**Source:**
Comment by dwohnitmok

3 months ago

> First, you can see that time_f only gives you upper bounds for the runtime (they say this in the book explicitly, but in a different context), because who is to say that you cannot find even "faster" equations.

I don't understand the relevance. I'm not asking for exact computation of steps. Big O is fine. And provisional on the current implementation would be the whole point.

> If Isabelle had time_f built into its kernel from the start (the script just runs invisibly to you inside the kernel), would you then say that there is a formal connection in Isabelle between f and its runtime complexity?

No. That would be a clear hack. And it would break a lot of stuff in Isabelle. For example, you would introduce a distinction between first-order and higher-order functions. E.g. how do you calculate the runtime of a function like `map` when you don't have a concrete function to do the substitution on? This kind of thing only works when you have the concrete syntax of a function, which is different from the entire rest of the way the kernel works. (BTW the way the authors of this particular book deal with `map` is they just hard-coded it by hand).

Another illustration of this problem is that you wouldn't be able to state or prove very natural theorems such as "the asymptotic runtime of a sort function based on pairwise comparison can't be less than O(n log(n))".

Just jamming it in the kernel mixes syntactic and semantic concerns together. Depending on how awkward it's done it could affect the soundness of the underlying logic.

E.g. you could just say "oh we'll just make a logical relation `T` that is filled in by the compiler as necessary so e.g. in `map` it'll just have a placeholder that can then get put in" but then what is `T` in the kernel? What's its type? Can you abstract over `T`? What's its runtime representation? Does it even have a runtime representation? What are its deductive rules? So and so forth. And the answers to all these questions are all linked together.

There's a reason why `time_f` approaches haven't been adopted. It's very easy to blow up your logical system accidentally. It's a subtle problem and why I was asking for production examples. There's been some efforts here such as RAML, but it's a thing where you need to find the right balance between a full-blown macro system and a pure denotational deductive system.

> Third, if you wanted to do it not axiomatically (which is what this is: it is an axiomatic approach to runtime complexity), but definitionally, then you have to come up with a lot of definitions

The problem isn't axiomatic vs definitional, the problem is denotational vs operational. Once you decide one way or the other then the rest comes after that. Right now you can't even write a morphism between an Isabelle function and a machine function, let alone prove it.

8 comments

dwohnitmok

auggierose 3 months ago

> I don't understand the relevance. I'm not asking for exact computation of steps. Big O is fine. And provisional on the current implementation would be the whole point.

What do you mean by "the current implementation"? Isabelle defines mathematical functions, not running code.

> No. That would be a clear hack. And it would break a lot of stuff in Isabelle.

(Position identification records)
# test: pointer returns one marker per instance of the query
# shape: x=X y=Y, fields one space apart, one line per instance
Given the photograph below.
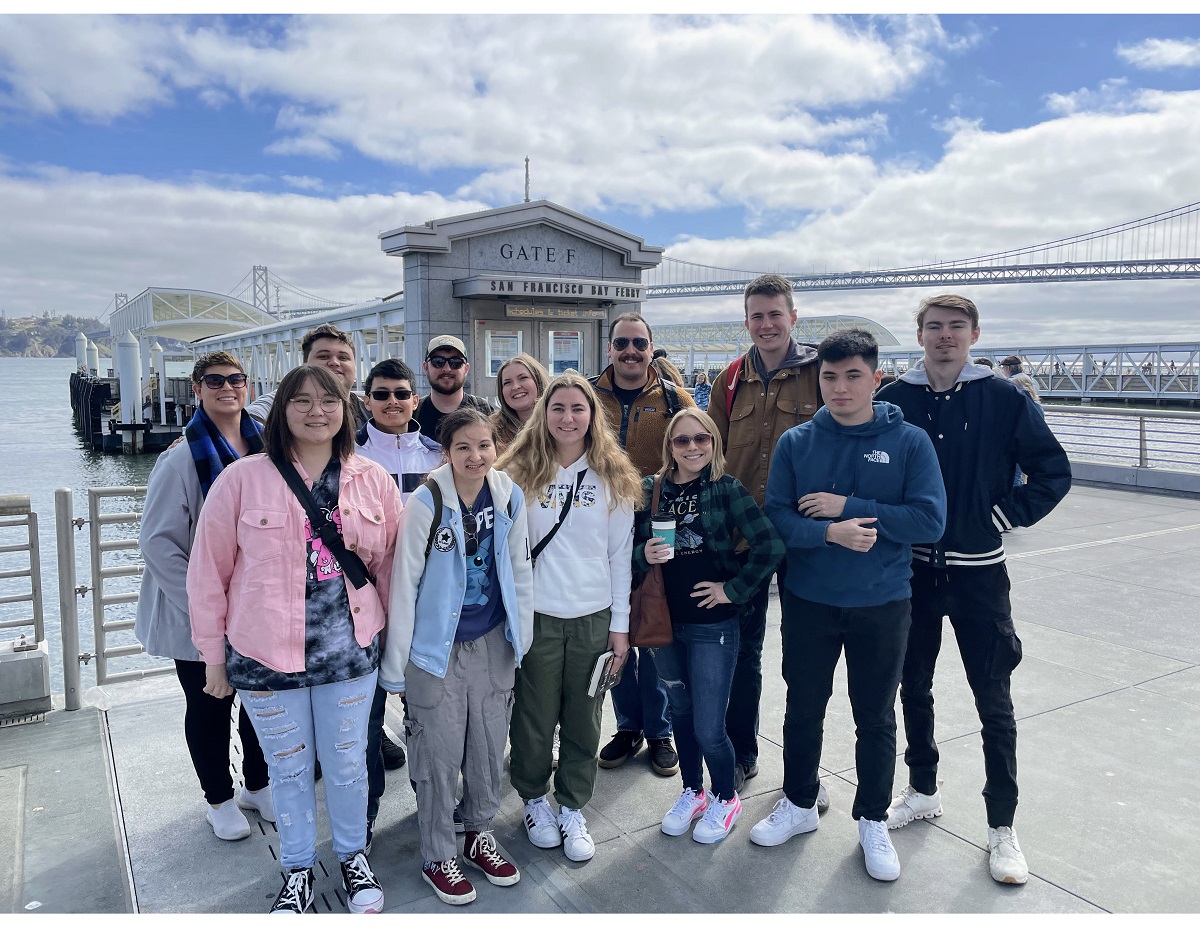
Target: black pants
x=976 y=599
x=874 y=639
x=742 y=716
x=207 y=724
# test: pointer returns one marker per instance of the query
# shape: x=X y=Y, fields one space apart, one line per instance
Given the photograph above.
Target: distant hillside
x=49 y=336
x=53 y=336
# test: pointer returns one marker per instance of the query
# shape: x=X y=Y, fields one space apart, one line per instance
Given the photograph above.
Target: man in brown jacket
x=639 y=405
x=762 y=394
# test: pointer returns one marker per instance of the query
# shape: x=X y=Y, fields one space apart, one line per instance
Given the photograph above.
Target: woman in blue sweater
x=460 y=621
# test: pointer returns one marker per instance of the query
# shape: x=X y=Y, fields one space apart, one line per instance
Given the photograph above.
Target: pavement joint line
x=119 y=811
x=1085 y=544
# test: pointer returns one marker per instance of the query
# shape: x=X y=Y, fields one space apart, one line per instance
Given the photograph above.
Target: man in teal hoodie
x=850 y=492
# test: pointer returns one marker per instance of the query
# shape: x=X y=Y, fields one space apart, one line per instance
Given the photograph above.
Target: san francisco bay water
x=42 y=452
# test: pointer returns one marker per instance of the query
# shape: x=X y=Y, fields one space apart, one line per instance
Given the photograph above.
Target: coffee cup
x=664 y=527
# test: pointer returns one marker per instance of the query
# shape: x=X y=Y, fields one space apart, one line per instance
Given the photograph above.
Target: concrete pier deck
x=103 y=813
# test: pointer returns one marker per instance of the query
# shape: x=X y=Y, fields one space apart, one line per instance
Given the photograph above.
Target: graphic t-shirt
x=330 y=650
x=481 y=606
x=693 y=562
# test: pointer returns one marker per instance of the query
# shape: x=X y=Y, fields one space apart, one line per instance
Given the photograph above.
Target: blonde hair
x=508 y=423
x=532 y=459
x=707 y=424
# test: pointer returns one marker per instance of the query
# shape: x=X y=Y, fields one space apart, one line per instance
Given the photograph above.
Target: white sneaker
x=913 y=806
x=718 y=820
x=684 y=812
x=1007 y=860
x=541 y=825
x=577 y=843
x=880 y=855
x=784 y=823
x=228 y=823
x=259 y=801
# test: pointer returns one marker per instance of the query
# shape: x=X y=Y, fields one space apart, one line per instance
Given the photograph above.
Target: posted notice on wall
x=565 y=352
x=501 y=346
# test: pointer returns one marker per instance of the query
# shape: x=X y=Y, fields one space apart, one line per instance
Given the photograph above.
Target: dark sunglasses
x=702 y=441
x=471 y=528
x=215 y=381
x=381 y=395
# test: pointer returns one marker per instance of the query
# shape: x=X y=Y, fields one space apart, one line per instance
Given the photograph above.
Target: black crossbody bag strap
x=562 y=516
x=352 y=563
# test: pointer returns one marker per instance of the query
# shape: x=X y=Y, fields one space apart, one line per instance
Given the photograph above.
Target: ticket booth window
x=502 y=345
x=565 y=351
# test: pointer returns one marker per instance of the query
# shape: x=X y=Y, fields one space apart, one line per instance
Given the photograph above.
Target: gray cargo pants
x=456 y=723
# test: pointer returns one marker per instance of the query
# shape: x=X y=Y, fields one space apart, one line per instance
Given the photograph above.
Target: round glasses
x=382 y=395
x=215 y=381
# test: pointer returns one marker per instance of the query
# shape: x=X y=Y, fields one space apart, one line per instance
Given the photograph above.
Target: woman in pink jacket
x=275 y=617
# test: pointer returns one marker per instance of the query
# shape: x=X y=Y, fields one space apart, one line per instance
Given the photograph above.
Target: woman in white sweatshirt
x=582 y=491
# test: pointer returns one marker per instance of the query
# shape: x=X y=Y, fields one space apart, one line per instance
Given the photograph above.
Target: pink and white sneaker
x=684 y=812
x=718 y=820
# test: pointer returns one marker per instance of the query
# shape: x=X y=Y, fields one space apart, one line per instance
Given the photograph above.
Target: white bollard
x=129 y=372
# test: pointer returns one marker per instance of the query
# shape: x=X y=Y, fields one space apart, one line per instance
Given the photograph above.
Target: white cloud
x=645 y=115
x=95 y=66
x=1111 y=96
x=303 y=183
x=88 y=235
x=657 y=112
x=1157 y=54
x=994 y=191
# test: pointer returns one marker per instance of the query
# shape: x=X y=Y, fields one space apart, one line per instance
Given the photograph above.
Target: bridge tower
x=262 y=294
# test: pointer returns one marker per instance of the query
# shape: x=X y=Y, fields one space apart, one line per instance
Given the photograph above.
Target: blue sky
x=179 y=151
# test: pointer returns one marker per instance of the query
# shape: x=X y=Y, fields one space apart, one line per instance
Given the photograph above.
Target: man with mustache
x=445 y=368
x=639 y=404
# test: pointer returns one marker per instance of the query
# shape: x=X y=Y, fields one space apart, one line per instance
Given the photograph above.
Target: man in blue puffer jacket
x=850 y=492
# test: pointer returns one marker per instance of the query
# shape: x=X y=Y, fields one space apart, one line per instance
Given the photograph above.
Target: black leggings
x=207 y=724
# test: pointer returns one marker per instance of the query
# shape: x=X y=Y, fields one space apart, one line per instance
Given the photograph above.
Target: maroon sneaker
x=449 y=883
x=480 y=851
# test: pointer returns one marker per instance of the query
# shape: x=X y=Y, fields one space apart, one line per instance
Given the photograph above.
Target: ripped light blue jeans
x=331 y=719
x=697 y=669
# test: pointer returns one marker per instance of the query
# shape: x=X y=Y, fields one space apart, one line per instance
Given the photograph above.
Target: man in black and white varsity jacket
x=970 y=413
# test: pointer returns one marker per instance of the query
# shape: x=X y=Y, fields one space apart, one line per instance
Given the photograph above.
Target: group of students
x=483 y=575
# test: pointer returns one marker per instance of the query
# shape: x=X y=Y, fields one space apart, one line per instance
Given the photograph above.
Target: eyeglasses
x=471 y=528
x=304 y=404
x=215 y=381
x=701 y=441
x=381 y=395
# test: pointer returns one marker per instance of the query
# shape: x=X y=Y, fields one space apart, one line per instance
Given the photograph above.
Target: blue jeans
x=697 y=668
x=289 y=724
x=640 y=699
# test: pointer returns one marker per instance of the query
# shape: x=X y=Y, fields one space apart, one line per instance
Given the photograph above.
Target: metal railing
x=103 y=596
x=1161 y=438
x=17 y=513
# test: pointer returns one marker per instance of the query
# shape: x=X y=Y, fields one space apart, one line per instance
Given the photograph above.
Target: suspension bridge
x=264 y=316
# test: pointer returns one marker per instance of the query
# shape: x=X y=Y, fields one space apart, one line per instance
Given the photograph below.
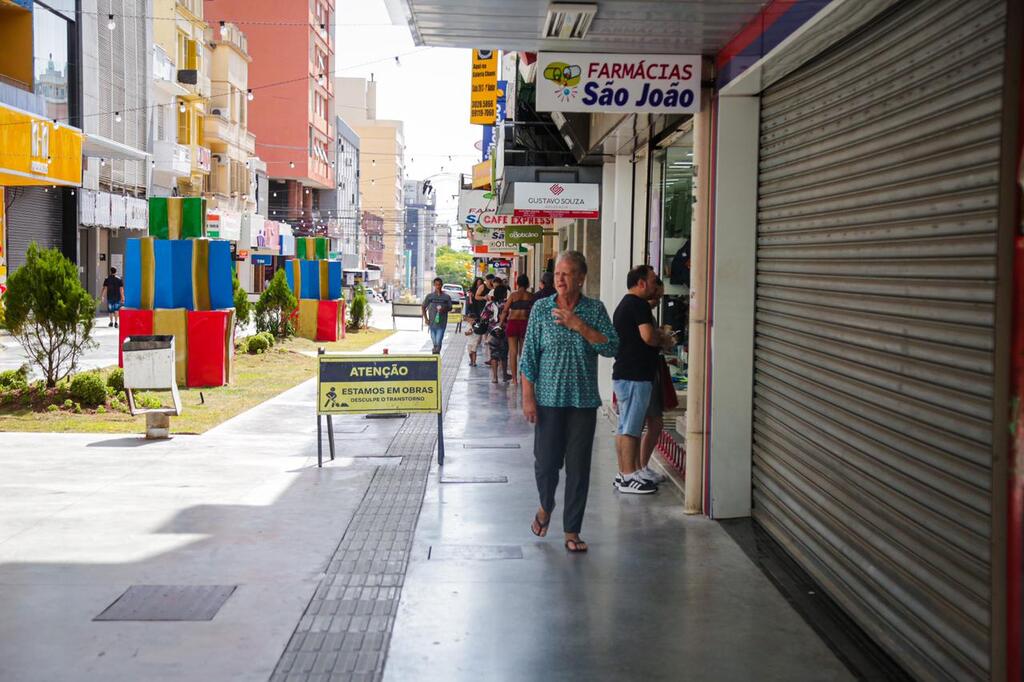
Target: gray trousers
x=564 y=436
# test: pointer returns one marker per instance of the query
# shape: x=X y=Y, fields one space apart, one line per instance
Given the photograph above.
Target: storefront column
x=607 y=265
x=732 y=307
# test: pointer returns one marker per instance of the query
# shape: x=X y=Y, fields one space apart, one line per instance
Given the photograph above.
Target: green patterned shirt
x=562 y=365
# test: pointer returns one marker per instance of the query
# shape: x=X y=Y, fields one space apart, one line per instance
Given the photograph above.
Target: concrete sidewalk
x=659 y=596
x=83 y=517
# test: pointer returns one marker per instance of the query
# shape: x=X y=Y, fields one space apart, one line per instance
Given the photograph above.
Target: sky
x=429 y=91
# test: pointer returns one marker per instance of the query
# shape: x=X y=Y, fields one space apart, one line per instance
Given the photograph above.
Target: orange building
x=291 y=112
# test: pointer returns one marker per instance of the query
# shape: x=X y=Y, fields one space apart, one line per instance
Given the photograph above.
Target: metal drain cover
x=474 y=479
x=168 y=602
x=474 y=552
x=495 y=445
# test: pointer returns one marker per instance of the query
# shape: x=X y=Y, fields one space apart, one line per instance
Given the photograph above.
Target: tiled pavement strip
x=346 y=628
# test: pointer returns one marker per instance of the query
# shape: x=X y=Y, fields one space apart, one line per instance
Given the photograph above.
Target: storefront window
x=51 y=35
x=670 y=215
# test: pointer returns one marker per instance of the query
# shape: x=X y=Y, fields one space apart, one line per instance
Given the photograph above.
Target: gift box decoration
x=177 y=217
x=315 y=280
x=195 y=274
x=204 y=342
x=311 y=248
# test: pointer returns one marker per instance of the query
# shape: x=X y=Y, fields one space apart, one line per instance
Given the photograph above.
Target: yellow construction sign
x=351 y=384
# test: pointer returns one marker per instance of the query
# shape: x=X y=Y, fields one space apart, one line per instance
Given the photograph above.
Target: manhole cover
x=491 y=445
x=168 y=602
x=475 y=479
x=474 y=552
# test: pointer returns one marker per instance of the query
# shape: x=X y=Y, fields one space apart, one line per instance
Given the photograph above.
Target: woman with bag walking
x=515 y=315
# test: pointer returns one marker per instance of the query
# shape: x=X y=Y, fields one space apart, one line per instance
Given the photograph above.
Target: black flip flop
x=538 y=528
x=577 y=544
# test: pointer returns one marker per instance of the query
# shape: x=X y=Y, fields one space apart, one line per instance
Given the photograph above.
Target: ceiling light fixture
x=568 y=20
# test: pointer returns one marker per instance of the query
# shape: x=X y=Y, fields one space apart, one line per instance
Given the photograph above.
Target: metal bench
x=406 y=310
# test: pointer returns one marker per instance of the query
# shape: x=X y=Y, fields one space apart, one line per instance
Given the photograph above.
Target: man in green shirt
x=565 y=334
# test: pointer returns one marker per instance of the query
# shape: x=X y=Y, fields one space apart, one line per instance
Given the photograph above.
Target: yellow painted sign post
x=483 y=90
x=356 y=384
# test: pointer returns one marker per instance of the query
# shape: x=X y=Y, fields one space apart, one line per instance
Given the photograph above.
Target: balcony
x=19 y=95
x=201 y=159
x=173 y=160
x=195 y=83
x=165 y=73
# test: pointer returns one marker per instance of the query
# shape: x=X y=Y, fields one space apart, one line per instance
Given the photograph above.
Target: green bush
x=257 y=344
x=88 y=388
x=274 y=307
x=147 y=401
x=358 y=309
x=116 y=380
x=14 y=379
x=49 y=312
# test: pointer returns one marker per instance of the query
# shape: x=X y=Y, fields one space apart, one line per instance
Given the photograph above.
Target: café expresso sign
x=619 y=83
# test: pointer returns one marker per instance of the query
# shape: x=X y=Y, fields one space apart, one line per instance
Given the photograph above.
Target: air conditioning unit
x=568 y=20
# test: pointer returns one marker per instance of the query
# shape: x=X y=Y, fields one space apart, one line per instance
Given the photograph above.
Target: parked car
x=456 y=292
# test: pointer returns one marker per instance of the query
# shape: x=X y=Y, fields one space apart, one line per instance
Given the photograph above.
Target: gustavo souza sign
x=619 y=83
x=556 y=200
x=378 y=384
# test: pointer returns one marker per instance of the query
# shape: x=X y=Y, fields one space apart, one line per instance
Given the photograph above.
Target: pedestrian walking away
x=663 y=396
x=435 y=307
x=633 y=376
x=565 y=334
x=114 y=293
x=516 y=314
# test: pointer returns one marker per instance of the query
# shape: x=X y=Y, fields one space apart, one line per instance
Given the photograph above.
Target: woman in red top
x=515 y=314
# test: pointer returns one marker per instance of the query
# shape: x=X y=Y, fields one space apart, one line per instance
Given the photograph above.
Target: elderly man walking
x=565 y=334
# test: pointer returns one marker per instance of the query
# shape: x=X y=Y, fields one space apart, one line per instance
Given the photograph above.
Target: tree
x=49 y=312
x=274 y=307
x=454 y=266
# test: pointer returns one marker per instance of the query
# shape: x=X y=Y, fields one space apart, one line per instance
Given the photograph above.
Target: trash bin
x=150 y=365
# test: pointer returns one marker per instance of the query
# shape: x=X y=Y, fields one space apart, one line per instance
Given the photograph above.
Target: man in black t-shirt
x=114 y=292
x=633 y=375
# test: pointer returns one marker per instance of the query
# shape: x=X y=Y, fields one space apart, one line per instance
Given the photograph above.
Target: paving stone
x=346 y=628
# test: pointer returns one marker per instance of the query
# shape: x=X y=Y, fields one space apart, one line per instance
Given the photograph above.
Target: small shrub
x=116 y=380
x=14 y=379
x=147 y=401
x=49 y=312
x=88 y=388
x=258 y=344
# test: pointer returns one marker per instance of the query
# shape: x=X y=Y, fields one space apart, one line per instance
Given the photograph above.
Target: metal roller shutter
x=873 y=351
x=35 y=214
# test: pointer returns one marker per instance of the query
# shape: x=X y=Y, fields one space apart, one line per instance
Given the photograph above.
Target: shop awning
x=37 y=151
x=98 y=146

**Objective:** Pick up the forum thread above about proving runtime complexity in Isabelle and continue it from where it stops.

**Output of the exercise:**
You are thinking a little bit too simplistic here. Of course you have to do some work to integrate it properly. In particular, you would need to have to generate inequalities (upper bounds) as runtime theorems. Just as code generation (for example to Ocaml) is integrated with Isabelle, this approach could be integrated similarly, and I don't think there would be any danger to the logic. Note that for code generation, you also have to provide special theorems for higher-order functions. But it would definitely be interesting to work this out in detail.

> wouldn't be able to state or prove very natural theorems such as "the asymptotic runtime of a sort function based on pairwise comparison can't be less than O(n log(n))"

No, you wouldn't, because the approach only proves upper bounds. As stated before. So lower bounds on runtime complexity would not be natural at all in this framework.

> The problem isn't axiomatic vs definitional, the problem is denotational vs operational.

You have to explain what you mean by that. Of course you can write these morphisms, you need to define your machines and machine functions first though, which is a lot of work. Maybe start with just a Turing machine first. The upside of all this work: you could also prove theorems about lower bounds now.

dwohnitmok 3 months ago
> What do you mean by "the current implementation"? Isabelle defines mathematical functions, not running code.
This is the whole problem! The line gets blurry with `primrec`, `fun`, and `function` and indeed the book is treating Isabelle definitions as runnable code (and a lot of uses of Isabelle with code extraction do the same).
But precisely because Isabelle technically doesn't define running code it's really hard to make cost functions and relate them to the original Isabelle function.
E.g. here's another definition of `double`.
definition double :: "nat => nat" where "double n = (THE y. y + n = 3 * n)"
Perfectly reasonable in Isabelle. How do you generate the cost function for it? A reasonable answer is "well you don't, you only generate them for certain kinds of definitions, just like other lemmas in Isabelle," which then leads me to...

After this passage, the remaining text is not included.